* Excerto do texto:
☆ ☆ ☆

Em todos os momentos da História, seja na Antiguidade, na Idade Média, ou no nosso tempo, são as mesmas paixões e os mesmos desígnios que inspiram os humanos. Entender a História é entender melhor a natureza humana.

31 de agosto de 2017

A Polémica dos Blocos

Ricardo Araújo Pereira quis ridicularizar a polémica à volta dos blocos de atividades para crianças, da Porto Editora, mas, afinal, ainda apontou mais defeitos aos famigerados livrinhos. Diz ele que a questão dos labirintos aconteceu por terem sido duas ilustradoras diferentes a criá-los. E eu pergunto: porque é que os revisores da editora não corrigiram?

Por outro lado, deu a conhecer mais absurdos. As meninas parece que são mais cultas. Leem e vão ao museu, enquanto os rapazes só pensam em brincar. Engraçado, como o conhecido humorista (que eu aliás aprecio) usa isto como justificação para dizer que os blocos, afinal, não são tão maus. Afinal, os meninos também aparecem em desvantagem!

☆ ☆ ☆

* O seu objetivo: Retome o texto sobre a polémica dos blocos de atividades da Porto Editora logo após a última frase apresentada, mantendo o mesmo tom.

* Registos de anotação de imagens:
☆ ☆ ☆

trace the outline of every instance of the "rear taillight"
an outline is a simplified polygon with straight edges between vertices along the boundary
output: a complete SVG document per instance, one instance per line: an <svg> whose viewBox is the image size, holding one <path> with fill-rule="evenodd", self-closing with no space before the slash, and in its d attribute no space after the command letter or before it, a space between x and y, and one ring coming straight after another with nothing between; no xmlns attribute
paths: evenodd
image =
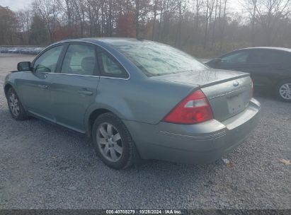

☆ ☆ ☆

* Resposta à tarefa:
Simplesmente ridículo!

Eu gostava de saber porque se publicam livros separados, se, na escola, aprendem todos com os mesmos. Porque não incluir tudo no mesmo livro? Dava mais liberdade criativa. O menino e a menina podiam ser protagonistas em exercícios diferentes e, nalguns, principalmente nos que dizem respeito à leitura e às idas ao museu, deviam atuar os dois juntos, em equipa. Seria muito mais pedagógico.

Há muita gente que acha tratar-se de um tema sem importância, posição da qual discordo totalmente. Livros são sempre um tema sério, sejam infantis, ou não. Acresce dizer que a Porto Editora compreendeu perfeitamente a recomendação da Comissão para a Cidadania e Igualdade de Género, não se queixou de ter sido vítima de censura e está disposta a rever os conteúdos. Para mim, isto é a aceitação do erro (o que pressupõe a sua existência) e vontade de o corrigir.




Da Porto Editora saíram dois bloquinhos,
Um p’ró menino, outro p’rá menina.
Engane-se quem julgue que eram miminhos,
Choveu indignação abaixo e acima.

Labirintos simples para princesas,
Mas só porque as ilustradoras eram diferentes.
E os revisores, senhores, estão ceguetas?
Precisarão de novas lentes?

Retire-se do mercado, da loja, do caneco!
Ressurge a Velha Senhora de lápis na mão.
É a censura do politicamente correto.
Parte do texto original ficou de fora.